▸ To do: Find every line in the items below that contains the word "cleat", and copy each of those lines.

▸ Excerpted records:

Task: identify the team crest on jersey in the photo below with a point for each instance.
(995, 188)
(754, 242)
==
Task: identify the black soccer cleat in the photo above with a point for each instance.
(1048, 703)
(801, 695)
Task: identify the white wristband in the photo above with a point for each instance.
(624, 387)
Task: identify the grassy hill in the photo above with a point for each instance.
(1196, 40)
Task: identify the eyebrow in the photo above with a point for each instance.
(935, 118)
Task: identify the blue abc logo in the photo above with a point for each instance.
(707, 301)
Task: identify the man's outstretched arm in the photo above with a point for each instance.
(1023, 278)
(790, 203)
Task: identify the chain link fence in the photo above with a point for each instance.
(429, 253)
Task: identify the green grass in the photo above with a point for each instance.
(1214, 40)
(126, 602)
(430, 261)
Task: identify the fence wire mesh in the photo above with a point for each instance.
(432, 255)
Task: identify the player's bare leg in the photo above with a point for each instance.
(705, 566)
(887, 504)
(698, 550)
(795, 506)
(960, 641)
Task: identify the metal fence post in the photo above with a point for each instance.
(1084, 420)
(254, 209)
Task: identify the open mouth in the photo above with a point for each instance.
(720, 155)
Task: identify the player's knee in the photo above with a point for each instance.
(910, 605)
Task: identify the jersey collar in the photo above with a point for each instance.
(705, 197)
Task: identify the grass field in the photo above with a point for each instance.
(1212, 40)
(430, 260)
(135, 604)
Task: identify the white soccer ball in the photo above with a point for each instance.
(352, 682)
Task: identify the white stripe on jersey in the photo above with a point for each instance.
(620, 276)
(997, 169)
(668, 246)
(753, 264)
...
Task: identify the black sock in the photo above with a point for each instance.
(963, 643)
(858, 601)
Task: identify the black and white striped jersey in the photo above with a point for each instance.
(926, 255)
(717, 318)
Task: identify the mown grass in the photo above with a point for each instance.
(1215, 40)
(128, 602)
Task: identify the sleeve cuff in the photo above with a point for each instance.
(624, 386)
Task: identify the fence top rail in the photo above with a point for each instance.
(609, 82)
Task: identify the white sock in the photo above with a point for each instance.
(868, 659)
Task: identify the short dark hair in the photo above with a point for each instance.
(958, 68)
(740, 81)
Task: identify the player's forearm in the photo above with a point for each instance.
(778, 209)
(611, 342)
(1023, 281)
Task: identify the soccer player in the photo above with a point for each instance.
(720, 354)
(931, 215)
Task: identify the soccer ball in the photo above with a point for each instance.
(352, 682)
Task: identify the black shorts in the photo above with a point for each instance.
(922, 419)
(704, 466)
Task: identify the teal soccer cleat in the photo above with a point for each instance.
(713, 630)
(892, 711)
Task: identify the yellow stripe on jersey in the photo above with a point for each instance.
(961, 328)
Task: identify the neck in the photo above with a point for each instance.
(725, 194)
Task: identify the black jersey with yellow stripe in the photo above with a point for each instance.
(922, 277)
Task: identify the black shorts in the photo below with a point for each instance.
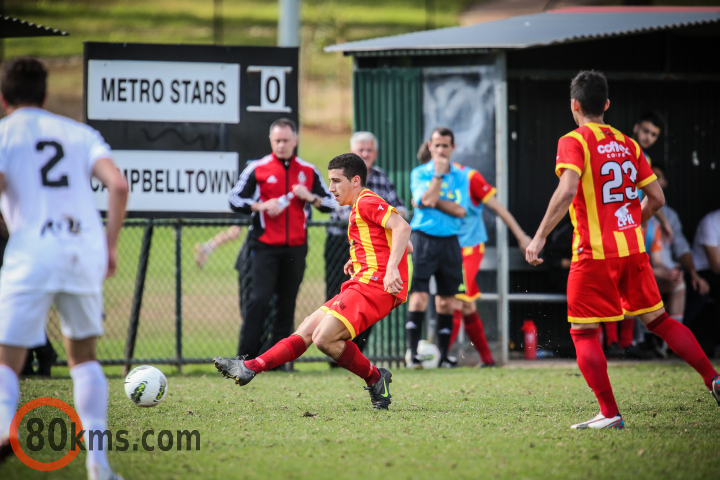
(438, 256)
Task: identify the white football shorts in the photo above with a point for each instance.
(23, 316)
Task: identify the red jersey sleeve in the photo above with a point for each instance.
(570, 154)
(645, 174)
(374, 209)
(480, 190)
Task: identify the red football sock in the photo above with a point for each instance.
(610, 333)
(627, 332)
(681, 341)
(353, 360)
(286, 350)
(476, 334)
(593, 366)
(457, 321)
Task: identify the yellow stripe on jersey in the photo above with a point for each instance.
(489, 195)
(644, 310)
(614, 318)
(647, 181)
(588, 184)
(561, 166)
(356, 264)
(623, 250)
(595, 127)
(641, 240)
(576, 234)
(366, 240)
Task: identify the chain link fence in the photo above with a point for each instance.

▸ Output of the task:
Task: identify the black soccer cleat in the photo above with a point for each instance.
Task: identify the teal soccer cleat in the photo above with a point for each instance.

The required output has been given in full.